SET EXERCISE. Return word for word everything in the material below, from the line containing "Task: put a single marker on each instance of the sandy" down to the final line of the material, both ends included.

LISTED ENTRIES.
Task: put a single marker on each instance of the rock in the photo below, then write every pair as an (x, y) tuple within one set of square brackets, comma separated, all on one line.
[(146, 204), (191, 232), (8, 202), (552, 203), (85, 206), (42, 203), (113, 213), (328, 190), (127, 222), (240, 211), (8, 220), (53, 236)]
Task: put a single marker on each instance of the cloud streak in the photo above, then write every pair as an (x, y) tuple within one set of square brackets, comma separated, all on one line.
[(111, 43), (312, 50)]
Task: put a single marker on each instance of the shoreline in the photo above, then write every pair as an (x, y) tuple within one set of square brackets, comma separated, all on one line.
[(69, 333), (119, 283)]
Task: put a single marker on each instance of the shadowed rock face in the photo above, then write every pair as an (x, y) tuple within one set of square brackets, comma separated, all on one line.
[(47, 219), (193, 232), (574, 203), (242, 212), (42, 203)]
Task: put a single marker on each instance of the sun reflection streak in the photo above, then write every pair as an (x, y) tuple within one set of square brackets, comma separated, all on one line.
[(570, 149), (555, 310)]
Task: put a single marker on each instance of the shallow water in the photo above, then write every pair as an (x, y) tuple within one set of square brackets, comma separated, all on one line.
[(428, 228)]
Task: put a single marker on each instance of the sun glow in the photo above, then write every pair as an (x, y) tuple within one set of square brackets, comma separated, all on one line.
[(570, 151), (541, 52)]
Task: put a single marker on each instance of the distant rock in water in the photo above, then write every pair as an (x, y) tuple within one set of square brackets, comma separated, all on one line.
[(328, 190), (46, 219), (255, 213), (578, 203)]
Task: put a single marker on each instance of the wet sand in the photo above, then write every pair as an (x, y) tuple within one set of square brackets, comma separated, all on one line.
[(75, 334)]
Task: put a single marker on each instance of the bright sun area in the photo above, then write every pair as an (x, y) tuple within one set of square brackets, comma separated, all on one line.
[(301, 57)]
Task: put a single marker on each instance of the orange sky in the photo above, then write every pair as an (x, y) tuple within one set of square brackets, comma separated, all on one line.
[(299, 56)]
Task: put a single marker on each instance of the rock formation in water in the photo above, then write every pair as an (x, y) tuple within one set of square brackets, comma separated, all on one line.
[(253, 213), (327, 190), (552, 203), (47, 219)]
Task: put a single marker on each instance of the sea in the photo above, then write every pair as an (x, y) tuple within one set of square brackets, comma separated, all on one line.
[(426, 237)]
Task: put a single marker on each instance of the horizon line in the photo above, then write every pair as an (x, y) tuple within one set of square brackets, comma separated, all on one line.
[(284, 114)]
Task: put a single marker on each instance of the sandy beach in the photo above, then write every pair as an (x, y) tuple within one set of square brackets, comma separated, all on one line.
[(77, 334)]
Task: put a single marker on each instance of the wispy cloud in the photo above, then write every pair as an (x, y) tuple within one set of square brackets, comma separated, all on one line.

THE RESPONSE.
Task: put a single marker on each instance of the sandy beach in the photo above, then write every pair as an (x, y) tuple within one set of square brackets, comma separated, all on one line.
[(77, 334)]
Task: put a single marker on each instance of the wispy cloud in the photo above, then write every pair as an (x, y) tuple within one set of square brackets, comma separated, all on one line.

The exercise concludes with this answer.